### EXERCISE AIM:
Write out the listing below again from the line containing "the green plant" down to the line containing "122,418,150,477", both lines included and the requests kept in. Shift every box coordinate in the answers up by 119, and leave the pictures out.

### ENTRIES:
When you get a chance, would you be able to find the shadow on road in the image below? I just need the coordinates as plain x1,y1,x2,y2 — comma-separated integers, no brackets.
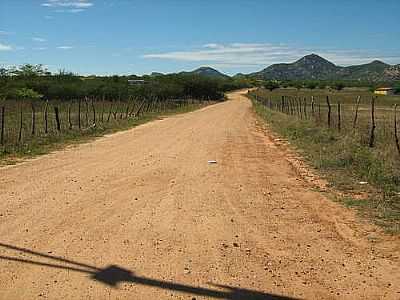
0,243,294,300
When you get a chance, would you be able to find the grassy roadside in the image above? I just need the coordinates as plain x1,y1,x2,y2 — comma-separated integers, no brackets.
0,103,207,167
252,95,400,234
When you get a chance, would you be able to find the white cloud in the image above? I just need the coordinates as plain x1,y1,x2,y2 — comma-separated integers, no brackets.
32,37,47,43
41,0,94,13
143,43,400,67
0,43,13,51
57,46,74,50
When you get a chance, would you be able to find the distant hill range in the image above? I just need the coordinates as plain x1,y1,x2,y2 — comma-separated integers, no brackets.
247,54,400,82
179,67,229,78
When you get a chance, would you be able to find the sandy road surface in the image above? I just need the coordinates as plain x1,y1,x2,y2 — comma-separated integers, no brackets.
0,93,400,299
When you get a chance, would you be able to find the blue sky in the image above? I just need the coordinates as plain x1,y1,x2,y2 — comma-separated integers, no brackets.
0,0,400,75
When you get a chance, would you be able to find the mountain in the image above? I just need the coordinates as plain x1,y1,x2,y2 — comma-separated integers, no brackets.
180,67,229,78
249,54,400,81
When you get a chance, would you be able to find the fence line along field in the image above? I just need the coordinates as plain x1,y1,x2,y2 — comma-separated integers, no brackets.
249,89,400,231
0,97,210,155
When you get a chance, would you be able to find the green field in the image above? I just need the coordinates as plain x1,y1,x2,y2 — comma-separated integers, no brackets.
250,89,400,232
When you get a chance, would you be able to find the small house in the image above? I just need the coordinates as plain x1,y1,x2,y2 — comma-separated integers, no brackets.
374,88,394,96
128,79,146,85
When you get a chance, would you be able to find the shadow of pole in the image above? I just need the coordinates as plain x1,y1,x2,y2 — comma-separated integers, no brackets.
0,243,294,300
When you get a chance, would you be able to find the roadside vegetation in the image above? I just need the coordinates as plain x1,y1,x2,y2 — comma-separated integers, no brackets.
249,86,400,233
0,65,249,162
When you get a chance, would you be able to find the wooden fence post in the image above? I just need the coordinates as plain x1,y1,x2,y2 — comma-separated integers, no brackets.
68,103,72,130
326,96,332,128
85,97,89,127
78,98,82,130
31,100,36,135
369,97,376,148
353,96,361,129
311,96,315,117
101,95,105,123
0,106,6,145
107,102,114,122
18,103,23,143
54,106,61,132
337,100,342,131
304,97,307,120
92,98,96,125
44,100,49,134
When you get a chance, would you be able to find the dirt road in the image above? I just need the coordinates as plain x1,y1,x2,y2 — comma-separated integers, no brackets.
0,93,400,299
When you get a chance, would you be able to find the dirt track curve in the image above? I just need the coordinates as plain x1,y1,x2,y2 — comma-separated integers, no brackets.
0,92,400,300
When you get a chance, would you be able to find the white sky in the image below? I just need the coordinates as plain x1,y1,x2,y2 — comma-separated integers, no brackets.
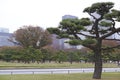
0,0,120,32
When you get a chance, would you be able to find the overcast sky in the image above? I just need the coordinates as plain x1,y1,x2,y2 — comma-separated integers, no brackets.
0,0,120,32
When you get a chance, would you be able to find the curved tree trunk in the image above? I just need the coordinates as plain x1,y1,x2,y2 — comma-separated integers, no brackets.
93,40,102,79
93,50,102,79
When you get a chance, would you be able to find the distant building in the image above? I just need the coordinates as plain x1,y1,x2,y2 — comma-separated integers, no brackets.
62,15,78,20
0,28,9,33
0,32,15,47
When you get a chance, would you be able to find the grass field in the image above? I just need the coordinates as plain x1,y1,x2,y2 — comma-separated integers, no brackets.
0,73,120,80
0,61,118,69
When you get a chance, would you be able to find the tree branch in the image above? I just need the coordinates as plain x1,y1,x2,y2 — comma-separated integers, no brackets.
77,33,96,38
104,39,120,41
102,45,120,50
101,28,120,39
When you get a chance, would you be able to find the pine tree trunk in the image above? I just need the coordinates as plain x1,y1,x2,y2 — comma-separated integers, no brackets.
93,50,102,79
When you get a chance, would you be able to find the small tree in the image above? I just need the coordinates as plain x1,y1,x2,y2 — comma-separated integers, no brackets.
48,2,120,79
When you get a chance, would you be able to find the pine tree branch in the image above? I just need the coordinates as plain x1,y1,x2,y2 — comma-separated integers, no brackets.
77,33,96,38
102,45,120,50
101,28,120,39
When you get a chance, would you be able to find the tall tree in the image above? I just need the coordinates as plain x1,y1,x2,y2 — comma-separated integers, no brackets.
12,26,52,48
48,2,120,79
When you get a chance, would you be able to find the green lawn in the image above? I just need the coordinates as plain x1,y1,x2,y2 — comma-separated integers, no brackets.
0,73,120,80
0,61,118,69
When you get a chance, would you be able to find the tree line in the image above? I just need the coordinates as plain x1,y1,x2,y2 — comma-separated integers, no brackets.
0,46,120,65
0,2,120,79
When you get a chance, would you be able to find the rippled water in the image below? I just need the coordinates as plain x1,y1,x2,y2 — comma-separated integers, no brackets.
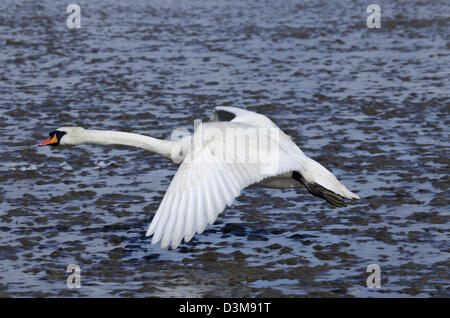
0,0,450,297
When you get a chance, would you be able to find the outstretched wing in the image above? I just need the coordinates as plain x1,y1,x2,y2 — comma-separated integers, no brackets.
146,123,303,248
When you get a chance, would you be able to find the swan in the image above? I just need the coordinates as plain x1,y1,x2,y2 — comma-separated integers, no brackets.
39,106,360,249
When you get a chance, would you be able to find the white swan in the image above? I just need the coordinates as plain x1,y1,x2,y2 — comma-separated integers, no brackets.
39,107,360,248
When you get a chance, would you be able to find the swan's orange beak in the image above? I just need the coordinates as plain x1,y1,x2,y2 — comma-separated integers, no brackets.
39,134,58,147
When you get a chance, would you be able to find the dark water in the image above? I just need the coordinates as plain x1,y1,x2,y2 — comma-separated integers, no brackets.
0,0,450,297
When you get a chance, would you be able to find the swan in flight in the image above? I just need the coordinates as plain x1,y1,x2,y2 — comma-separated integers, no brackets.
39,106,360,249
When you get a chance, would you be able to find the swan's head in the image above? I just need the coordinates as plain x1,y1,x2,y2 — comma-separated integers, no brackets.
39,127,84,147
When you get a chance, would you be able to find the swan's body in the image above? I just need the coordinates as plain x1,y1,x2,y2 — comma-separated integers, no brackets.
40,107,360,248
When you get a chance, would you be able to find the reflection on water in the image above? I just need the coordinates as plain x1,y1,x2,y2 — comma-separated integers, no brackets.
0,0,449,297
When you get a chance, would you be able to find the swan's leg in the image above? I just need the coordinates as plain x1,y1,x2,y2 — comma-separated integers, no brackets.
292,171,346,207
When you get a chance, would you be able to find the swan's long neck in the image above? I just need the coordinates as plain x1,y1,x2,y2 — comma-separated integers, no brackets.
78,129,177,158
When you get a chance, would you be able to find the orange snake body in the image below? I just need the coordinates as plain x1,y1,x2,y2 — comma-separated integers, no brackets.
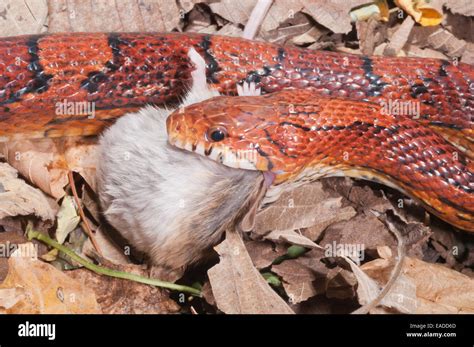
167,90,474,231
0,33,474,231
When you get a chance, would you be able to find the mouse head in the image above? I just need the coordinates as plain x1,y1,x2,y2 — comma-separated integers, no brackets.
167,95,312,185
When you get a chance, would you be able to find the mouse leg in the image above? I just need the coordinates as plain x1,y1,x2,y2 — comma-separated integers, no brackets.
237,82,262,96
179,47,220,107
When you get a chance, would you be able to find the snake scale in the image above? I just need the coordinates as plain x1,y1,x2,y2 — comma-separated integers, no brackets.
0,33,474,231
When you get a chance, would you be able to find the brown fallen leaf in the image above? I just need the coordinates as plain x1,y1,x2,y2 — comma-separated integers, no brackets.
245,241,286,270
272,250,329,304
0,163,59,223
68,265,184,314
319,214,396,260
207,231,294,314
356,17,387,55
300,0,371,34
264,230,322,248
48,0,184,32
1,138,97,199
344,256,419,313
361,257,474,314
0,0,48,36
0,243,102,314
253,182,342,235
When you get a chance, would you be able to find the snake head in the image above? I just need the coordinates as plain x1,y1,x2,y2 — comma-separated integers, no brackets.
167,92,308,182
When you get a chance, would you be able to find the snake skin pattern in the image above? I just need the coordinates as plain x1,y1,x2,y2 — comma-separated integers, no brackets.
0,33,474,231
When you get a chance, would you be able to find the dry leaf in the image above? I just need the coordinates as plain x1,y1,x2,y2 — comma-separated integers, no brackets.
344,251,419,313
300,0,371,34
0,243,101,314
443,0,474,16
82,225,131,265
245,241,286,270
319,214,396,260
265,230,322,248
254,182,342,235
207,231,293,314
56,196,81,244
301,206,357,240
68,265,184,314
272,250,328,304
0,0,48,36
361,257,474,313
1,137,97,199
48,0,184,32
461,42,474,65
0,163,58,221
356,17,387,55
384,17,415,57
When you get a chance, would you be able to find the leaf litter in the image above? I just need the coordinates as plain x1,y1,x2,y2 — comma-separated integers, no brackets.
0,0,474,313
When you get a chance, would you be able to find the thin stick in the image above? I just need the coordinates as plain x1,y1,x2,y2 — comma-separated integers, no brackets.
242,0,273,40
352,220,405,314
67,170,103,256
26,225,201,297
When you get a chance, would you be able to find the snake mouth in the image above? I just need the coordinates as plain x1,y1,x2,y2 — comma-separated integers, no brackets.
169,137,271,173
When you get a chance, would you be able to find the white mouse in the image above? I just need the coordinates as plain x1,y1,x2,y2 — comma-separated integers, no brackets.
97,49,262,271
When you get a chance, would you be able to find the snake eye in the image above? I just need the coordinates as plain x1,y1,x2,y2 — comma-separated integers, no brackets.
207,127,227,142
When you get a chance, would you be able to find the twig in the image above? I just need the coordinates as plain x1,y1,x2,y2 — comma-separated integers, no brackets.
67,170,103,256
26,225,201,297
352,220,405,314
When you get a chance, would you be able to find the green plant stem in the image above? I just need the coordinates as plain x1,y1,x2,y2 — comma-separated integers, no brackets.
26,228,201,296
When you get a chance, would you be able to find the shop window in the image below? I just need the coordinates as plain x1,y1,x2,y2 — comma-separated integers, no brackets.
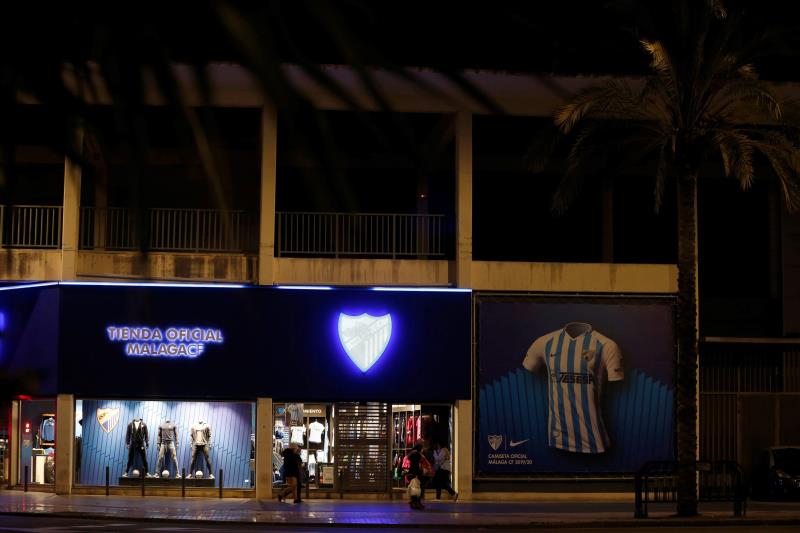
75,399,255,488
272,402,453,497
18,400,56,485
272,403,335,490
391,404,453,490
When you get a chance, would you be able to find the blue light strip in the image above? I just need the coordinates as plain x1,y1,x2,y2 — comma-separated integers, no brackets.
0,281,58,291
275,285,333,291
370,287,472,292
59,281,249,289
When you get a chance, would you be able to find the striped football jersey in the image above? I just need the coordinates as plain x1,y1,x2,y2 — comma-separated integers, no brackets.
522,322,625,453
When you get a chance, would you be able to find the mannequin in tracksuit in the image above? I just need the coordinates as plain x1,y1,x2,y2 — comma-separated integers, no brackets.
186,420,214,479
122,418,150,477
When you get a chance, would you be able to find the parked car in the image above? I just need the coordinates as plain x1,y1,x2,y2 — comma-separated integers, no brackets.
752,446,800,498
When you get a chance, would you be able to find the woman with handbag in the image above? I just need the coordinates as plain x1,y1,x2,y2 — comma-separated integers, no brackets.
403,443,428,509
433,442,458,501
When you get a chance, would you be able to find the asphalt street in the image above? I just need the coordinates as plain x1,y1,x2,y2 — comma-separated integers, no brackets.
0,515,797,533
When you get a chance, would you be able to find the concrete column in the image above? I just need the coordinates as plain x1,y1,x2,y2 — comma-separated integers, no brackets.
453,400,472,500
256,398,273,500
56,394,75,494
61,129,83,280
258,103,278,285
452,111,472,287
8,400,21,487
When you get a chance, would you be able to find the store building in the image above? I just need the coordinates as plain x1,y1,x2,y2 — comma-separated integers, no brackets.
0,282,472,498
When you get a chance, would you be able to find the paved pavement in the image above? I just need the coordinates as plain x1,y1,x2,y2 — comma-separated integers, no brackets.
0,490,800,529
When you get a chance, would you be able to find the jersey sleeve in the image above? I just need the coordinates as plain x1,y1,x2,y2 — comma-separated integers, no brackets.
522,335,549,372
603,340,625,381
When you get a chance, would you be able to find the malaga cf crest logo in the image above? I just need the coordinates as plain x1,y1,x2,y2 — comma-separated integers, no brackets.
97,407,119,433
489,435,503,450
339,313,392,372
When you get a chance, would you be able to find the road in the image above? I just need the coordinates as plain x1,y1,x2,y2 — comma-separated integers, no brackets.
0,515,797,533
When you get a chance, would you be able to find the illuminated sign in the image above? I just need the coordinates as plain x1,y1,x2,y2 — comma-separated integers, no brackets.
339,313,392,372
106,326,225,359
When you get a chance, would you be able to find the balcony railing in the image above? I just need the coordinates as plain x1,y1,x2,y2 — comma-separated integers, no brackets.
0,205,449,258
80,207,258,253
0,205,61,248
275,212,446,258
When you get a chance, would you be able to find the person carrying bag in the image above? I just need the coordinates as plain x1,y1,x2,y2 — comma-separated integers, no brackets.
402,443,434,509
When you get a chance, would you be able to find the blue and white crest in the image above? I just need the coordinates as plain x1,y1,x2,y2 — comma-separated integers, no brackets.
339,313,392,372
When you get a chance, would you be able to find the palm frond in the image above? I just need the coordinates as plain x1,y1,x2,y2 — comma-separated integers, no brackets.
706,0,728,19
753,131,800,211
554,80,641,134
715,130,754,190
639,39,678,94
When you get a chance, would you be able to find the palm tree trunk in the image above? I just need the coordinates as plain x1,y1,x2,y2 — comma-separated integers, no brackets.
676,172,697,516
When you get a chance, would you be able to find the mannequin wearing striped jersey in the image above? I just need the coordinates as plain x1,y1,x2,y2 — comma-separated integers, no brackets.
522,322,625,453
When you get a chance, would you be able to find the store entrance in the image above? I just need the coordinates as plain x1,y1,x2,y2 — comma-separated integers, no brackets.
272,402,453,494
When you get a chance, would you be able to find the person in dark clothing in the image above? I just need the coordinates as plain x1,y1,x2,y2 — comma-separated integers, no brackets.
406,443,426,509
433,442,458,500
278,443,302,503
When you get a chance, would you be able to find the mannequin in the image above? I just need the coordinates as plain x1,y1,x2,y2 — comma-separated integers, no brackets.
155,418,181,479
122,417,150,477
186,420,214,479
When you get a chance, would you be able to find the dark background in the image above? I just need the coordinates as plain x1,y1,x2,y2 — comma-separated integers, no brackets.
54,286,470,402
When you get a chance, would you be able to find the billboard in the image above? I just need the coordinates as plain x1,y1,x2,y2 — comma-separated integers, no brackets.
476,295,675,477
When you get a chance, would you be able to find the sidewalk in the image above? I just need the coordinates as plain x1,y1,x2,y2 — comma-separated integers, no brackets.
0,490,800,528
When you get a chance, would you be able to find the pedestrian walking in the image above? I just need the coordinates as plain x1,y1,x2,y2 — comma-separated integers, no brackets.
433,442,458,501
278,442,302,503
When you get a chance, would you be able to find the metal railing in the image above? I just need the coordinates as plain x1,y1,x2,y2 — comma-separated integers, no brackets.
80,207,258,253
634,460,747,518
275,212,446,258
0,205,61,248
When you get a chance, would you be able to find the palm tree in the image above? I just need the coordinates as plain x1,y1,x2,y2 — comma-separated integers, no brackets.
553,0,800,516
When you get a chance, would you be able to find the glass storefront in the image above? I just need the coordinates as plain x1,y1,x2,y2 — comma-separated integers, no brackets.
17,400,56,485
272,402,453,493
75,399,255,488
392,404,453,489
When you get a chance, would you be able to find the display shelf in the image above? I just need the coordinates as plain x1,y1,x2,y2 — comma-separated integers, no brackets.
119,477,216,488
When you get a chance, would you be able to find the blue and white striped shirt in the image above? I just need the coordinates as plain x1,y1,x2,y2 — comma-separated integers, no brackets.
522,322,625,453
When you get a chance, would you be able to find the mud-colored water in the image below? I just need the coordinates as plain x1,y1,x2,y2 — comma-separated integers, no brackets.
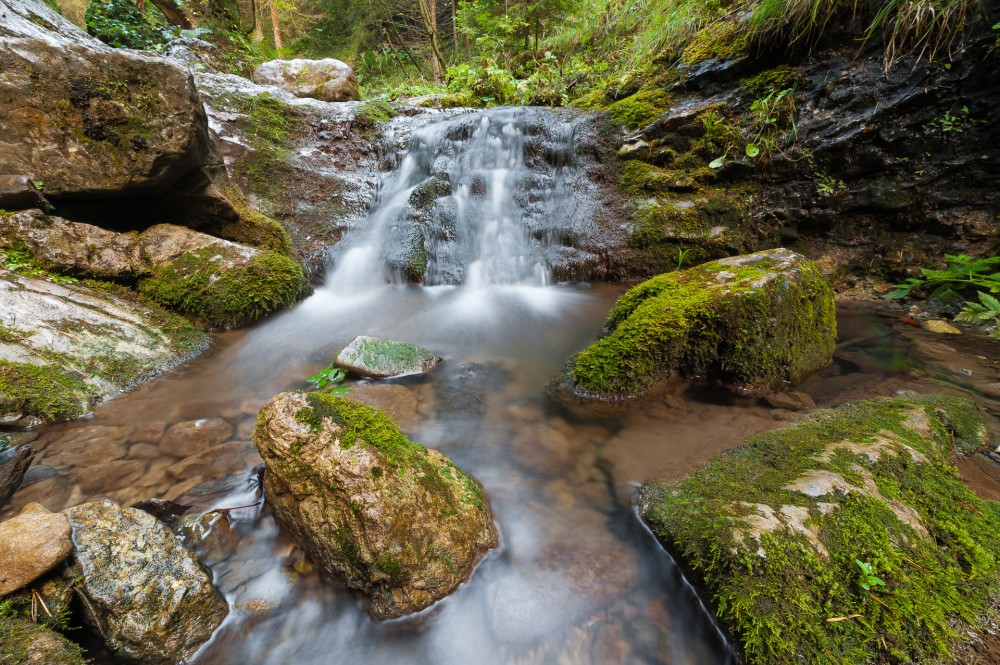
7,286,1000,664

### RESPONSE:
When you get a chance, would you be able to find the green plant stem in the image above? I just need the coordinates as plain x1,y1,x2,y2 — comma-separated integers, no brackets.
145,347,320,415
When you get a chance, would you be able to find the shop window in the image below? I just need the coordinates as plain x1,y1,x2,y2 — comma-separated integers, no brackets.
194,518,374,607
391,521,572,616
137,519,175,604
391,522,454,609
510,523,572,609
When you get a chance, would you be able to find the blue light strip in the image above? I just need the coordinates as plain x1,y1,x2,y2 — comma-separated integers, no brackets.
119,400,177,410
394,404,452,410
489,406,591,411
178,400,368,408
When you get a chance, would you be able to find the striped football jersey in the image above? I just need the coordinates as plain x1,y1,x2,y2 — comma-separated integers, no brackets.
641,441,744,572
When you get a chance, would you be able to find the mannequin in tracksuit in the image above? I just need the coordinates as plain x1,y1,x2,y2 — comma-separated integers, no brackets.
305,539,333,598
241,537,269,596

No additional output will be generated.